Balancing all of these factors was tricky he says, “because these days people want very simple things on the dance floor, social media needs to be fast and that’s what’s really resonating with the younger generations.” He instead aspired to make music in the grand tradition of artists like The Chemical Brothers, Daft Punk and Massive Attack who made songs, he says, “that you could kind of vibe and dance to, but you could also sing. It was one cohesive artist statement with an edge of the rave culture behind it.”
Anyma
Courtesy of BT PR
The music will serve as material for Anyma’s many upcoming DJ sets, with his summer shows happening largely in Europe. The run includes an eight-week residency at Ibiza’s newest venue [UNVRS], a 15,000 capacity mega-club tricked out with a ton of technology.
He describes these upcoming performances as encompassing two worlds. The first is “DJ curation, longer sets, community and more forward thinking, exciting music… Then the big headline stuff and the bigger shows are more of a spin-off of the last act of Sphere, that aesthetic and those sonics.” He also says some of the new visuals will be AI-driven, with the use of AI currently a major focus of his work.
With all of these huge projects and big ideas, it’s hard to imagine Anyma in Netflix and chill mode, although he says it does happen. He’s based in Ibiza, where he enjoys the quiet of the farmland and the goats and the sea. Vacation for him is staying home, watching TV, listening to music and exercising for at least an hour a day, a habit that techno legend Sven Väth encouraged him to adopt. (“He saw me on tour and was like ‘You look a bit tired,’ and I was like, ‘You look great.’”)
But after the intense demands of Sphere, he says the most straightforward form of relaxation currently on his calendar is “going back to being a normal DJ.”
“This has been years of my life, of thinking, of my philosophy in the show. But creatively I also need to take a break — no artist creates just because there’s a screen. I don’t think I can’t do anything meaningful that way.”
********
Quote the passage about Anyma in full, word for word. The lines were taken from a separate source.

Given material -
********
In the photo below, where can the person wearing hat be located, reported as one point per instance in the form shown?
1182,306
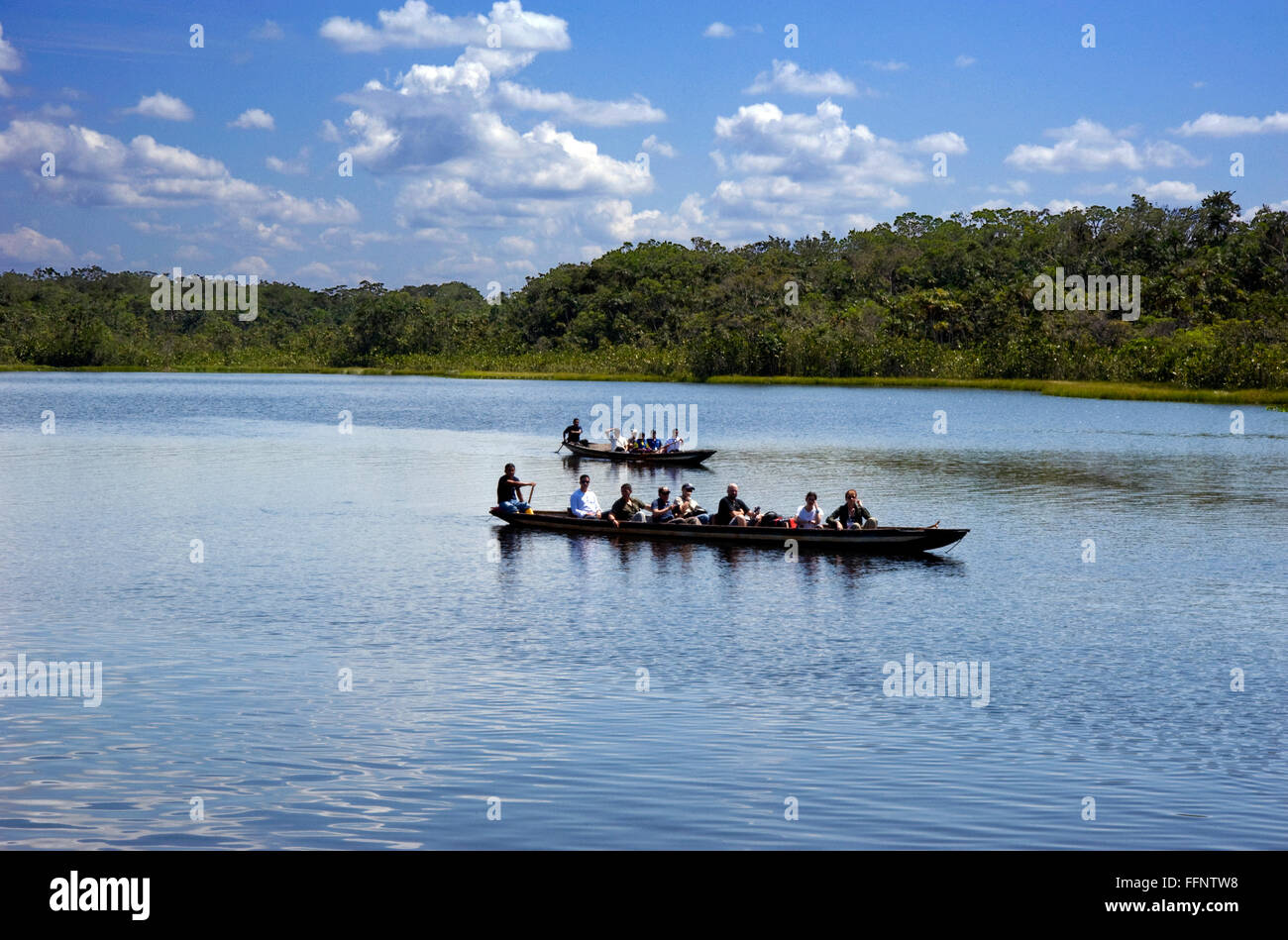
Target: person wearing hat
********
Answer to this problem -
Balancing all of these factors was tricky he says, “because these days people want very simple things on the dance floor, social media needs to be fast and that’s what’s really resonating with the younger generations.” He instead aspired to make music in the grand tradition of artists like The Chemical Brothers, Daft Punk and Massive Attack who made songs, he says, “that you could kind of vibe and dance to, but you could also sing. It was one cohesive artist statement with an edge of the rave culture behind it.”
Anyma
Courtesy of BT PR
The music will serve as material for Anyma’s many upcoming DJ sets, with his summer shows happening largely in Europe. The run includes an eight-week residency at Ibiza’s newest venue [UNVRS], a 15,000 capacity mega-club tricked out with a ton of technology.
He describes these upcoming performances as encompassing two worlds. The first is “DJ curation, longer sets, community and more forward thinking, exciting music… Then the big headline stuff and the bigger shows are more of a spin-off of the last act of Sphere, that aesthetic and those sonics.” He also says some of the new visuals will be AI-driven, with the use of AI currently a major focus of his work.
With all of these huge projects and big ideas, it’s hard to imagine Anyma in Netflix and chill mode, although he says it does happen. He’s based in Ibiza, where he enjoys the quiet of the farmland and the goats and the sea. Vacation for him is staying home, watching TV, listening to music and exercising for at least an hour a day, a habit that techno legend Sven Väth encouraged him to adopt. (“He saw me on tour and was like ‘You look a bit tired,’ and I was like, ‘You look great.’”)
But after the intense demands of Sphere, he says the most straightforward form of relaxation currently on his calendar is “going back to being a normal DJ.”
“This has been years of my life, of thinking, of my philosophy in the show. But creatively I also need to take a break — no artist creates just because there’s a screen. I don’t think I can’t do anything meaningful that way.”